▸ **How to complete this task**: For each record below, give an exact transcription.

▸ **Record excerpts**:

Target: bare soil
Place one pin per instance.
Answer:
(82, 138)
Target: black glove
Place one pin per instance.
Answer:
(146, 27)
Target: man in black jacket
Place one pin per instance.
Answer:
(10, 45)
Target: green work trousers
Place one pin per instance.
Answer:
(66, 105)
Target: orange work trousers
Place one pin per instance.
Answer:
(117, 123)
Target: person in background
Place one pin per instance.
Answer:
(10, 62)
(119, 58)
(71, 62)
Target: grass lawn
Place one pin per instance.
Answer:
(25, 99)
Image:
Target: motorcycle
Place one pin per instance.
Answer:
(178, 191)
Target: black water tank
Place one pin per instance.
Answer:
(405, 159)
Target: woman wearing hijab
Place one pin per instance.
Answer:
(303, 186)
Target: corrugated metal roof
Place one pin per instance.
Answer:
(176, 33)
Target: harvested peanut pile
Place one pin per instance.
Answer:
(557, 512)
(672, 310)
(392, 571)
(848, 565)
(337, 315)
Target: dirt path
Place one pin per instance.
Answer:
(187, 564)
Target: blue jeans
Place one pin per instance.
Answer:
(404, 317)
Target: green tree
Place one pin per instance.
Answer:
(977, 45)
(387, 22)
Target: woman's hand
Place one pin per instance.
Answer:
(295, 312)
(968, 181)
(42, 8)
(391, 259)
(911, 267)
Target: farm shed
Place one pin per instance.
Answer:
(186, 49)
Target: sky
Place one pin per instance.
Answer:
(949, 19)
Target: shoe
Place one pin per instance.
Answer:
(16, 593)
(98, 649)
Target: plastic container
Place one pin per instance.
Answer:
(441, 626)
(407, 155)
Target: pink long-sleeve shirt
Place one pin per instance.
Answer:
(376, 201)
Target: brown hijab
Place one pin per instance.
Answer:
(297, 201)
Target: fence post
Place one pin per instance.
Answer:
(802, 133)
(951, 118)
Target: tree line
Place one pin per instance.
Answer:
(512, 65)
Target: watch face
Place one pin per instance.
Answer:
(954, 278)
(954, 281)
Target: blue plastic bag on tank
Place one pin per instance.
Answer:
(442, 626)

▸ **Response below**:
Target: bare soil
Place one pin per instance.
Answer:
(82, 138)
Target: black glove
Place one pin per instance.
Answer:
(146, 27)
Target: man in black jacket
Place one pin per instance.
Answer:
(10, 45)
Target: green work trousers
Place one pin per instance.
Answer:
(66, 105)
Target: orange work trousers
Place one pin per instance.
Answer:
(117, 123)
Target: person in background
Place one pin per instance.
Answer:
(10, 62)
(119, 58)
(71, 62)
Target: grass lawn
Place one pin per instance.
Answer:
(25, 99)
Image:
Target: motorcycle
Place one pin per instance.
Answer:
(178, 191)
Target: black water tank
Place one pin per instance.
Answer:
(405, 159)
Target: woman wearing hijab
Place one pin per instance.
Answer:
(303, 186)
Target: corrugated metal roof
Place one pin per instance.
Answer:
(176, 33)
Target: harvested peanut pile
Place one pin per instance.
Answer:
(557, 512)
(672, 310)
(392, 571)
(848, 565)
(337, 315)
Target: dirt path
Place one pin per instance.
Answer:
(187, 564)
Target: blue jeans
Place one pin per instance.
Answer:
(404, 317)
Target: green tree
Place one pin per instance.
Answer:
(977, 45)
(387, 22)
Target: woman's hand
Place one pin per instance.
Answer:
(295, 312)
(968, 181)
(42, 8)
(391, 259)
(911, 267)
Target: farm shed
Place one pin per instance.
Answer:
(186, 49)
Target: sky
Place one pin per instance.
Answer:
(949, 19)
Target: shoe
Place one pin per instance.
Answer:
(16, 593)
(98, 649)
Target: plastic container
Place one pin per instance.
Answer:
(441, 626)
(407, 155)
Target: pink long-sleeve shirt
Place one pin per instance.
Answer:
(376, 201)
Target: brown hijab
Place one pin per instance.
Answer:
(297, 201)
Target: fence post
Place one pin per instance.
Answer:
(802, 133)
(951, 118)
Target: tree line
Place one pin per instance.
Answer:
(512, 65)
Target: watch face
Place one pin per instance.
Answer:
(954, 278)
(954, 281)
Target: blue plastic bag on tank
Place one pin per instance.
Answer:
(442, 626)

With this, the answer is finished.